WHAT IS REQUIRED> Start to finish, print the data below exactly, without the images.

(Collection entries)
----------------

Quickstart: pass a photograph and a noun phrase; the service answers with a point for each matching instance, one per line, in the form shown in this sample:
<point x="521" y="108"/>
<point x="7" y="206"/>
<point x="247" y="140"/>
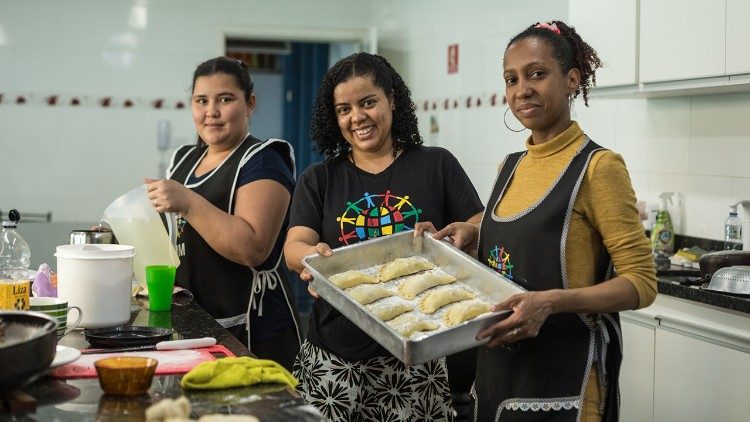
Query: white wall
<point x="75" y="160"/>
<point x="697" y="146"/>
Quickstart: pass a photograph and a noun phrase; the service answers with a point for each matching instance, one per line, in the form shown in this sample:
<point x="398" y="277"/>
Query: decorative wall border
<point x="106" y="101"/>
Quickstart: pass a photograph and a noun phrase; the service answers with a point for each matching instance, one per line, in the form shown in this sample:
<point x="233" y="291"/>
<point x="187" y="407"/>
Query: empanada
<point x="416" y="284"/>
<point x="368" y="293"/>
<point x="409" y="323"/>
<point x="403" y="266"/>
<point x="391" y="309"/>
<point x="352" y="278"/>
<point x="442" y="296"/>
<point x="465" y="311"/>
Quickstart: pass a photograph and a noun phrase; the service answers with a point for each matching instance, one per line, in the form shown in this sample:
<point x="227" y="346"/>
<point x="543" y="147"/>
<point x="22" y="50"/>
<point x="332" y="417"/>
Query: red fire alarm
<point x="452" y="58"/>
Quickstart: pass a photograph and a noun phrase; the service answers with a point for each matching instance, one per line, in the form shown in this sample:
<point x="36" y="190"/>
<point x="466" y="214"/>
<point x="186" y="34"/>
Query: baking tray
<point x="421" y="347"/>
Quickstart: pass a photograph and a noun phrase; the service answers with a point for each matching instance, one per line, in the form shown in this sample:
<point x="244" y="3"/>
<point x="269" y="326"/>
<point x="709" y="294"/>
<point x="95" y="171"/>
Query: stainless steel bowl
<point x="82" y="237"/>
<point x="734" y="280"/>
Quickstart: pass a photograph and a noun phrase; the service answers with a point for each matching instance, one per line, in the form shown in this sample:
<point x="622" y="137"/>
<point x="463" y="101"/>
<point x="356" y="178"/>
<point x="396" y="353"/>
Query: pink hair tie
<point x="551" y="26"/>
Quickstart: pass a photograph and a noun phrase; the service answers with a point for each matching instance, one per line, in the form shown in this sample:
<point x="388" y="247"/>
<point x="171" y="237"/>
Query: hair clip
<point x="551" y="26"/>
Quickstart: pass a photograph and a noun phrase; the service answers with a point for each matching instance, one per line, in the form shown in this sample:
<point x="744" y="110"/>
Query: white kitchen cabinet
<point x="738" y="37"/>
<point x="684" y="361"/>
<point x="610" y="27"/>
<point x="680" y="40"/>
<point x="699" y="378"/>
<point x="637" y="372"/>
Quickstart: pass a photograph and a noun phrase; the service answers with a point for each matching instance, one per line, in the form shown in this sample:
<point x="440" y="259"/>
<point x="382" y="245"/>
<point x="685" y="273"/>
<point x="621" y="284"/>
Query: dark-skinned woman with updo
<point x="561" y="215"/>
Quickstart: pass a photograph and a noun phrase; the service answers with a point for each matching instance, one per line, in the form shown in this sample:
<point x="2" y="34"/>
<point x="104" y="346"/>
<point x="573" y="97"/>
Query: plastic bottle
<point x="662" y="235"/>
<point x="15" y="257"/>
<point x="733" y="230"/>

----------------

SOLUTION FOR THIS PROBLEM>
Quickstart: pass a photograph and a noun phrase; the service answers with a point for each matching instance, one per line, in the form shown in this sample:
<point x="521" y="108"/>
<point x="7" y="206"/>
<point x="247" y="140"/>
Query: white wall
<point x="75" y="160"/>
<point x="697" y="146"/>
Quickstart: pass a photograph and a noun phrase; the service answers with a point for each matching instance, one per line, in the form shown in this sample:
<point x="398" y="277"/>
Query: decorative wall border
<point x="106" y="101"/>
Quickstart: pass a photograph and a noun phrase; the service answers with a point for each matching instance, one per line, in the form shown in this sample:
<point x="233" y="291"/>
<point x="187" y="407"/>
Query: empanada
<point x="416" y="284"/>
<point x="368" y="293"/>
<point x="409" y="323"/>
<point x="403" y="266"/>
<point x="391" y="309"/>
<point x="352" y="278"/>
<point x="442" y="296"/>
<point x="465" y="311"/>
Quickstart: pass a photograph and a noun phrase; the service answers with a point for each matching instance, one per line, in the form shown in this sample:
<point x="227" y="346"/>
<point x="543" y="147"/>
<point x="22" y="50"/>
<point x="332" y="417"/>
Query: red fire alarm
<point x="452" y="58"/>
Quickstart: pass a photograph and a noun phrase; the service answers with a point for each matching instance, one per line, in the form shown in this sample:
<point x="36" y="190"/>
<point x="466" y="214"/>
<point x="186" y="34"/>
Query: baking tray
<point x="421" y="347"/>
Quickstart: pass a photograph and a noun phrase; the service answers with a point for each matching instance, one per line, in the form shown in this sample:
<point x="244" y="3"/>
<point x="269" y="326"/>
<point x="709" y="294"/>
<point x="95" y="171"/>
Query: stainless steel bowl
<point x="82" y="237"/>
<point x="734" y="280"/>
Quickstart: pass a photograph and a noun phrase; the service answers with a point for each matching instance, one per line, in the form shown in this sample:
<point x="622" y="137"/>
<point x="463" y="101"/>
<point x="356" y="178"/>
<point x="396" y="353"/>
Query: pink hair tie
<point x="551" y="26"/>
Quickstart: pass a photograph and a noun phrase; the service answers with a point for each matching instance, one per line, in the form shown in this sample:
<point x="388" y="247"/>
<point x="171" y="237"/>
Query: hair clip
<point x="551" y="26"/>
Quickstart: pass a photograph and a noun phrase; the service answers with a point for each matching instance, one per line, in the form shown in this sample:
<point x="744" y="110"/>
Query: white kitchen cabinet
<point x="738" y="37"/>
<point x="684" y="361"/>
<point x="610" y="27"/>
<point x="680" y="40"/>
<point x="699" y="378"/>
<point x="637" y="372"/>
Quickstart: pass a photograph and a noun phrase; the service answers with a point for each matching instance, one per line, in the form shown in this sample:
<point x="440" y="259"/>
<point x="382" y="245"/>
<point x="685" y="273"/>
<point x="621" y="284"/>
Query: dark-skinned woman with updo
<point x="561" y="215"/>
Quickstart: pass a photograph and a noun phrase; the service answers with a point for each matching instance, one per line, in the form shown in this sample:
<point x="2" y="34"/>
<point x="104" y="346"/>
<point x="573" y="97"/>
Query: plastic bottle
<point x="662" y="235"/>
<point x="15" y="257"/>
<point x="733" y="230"/>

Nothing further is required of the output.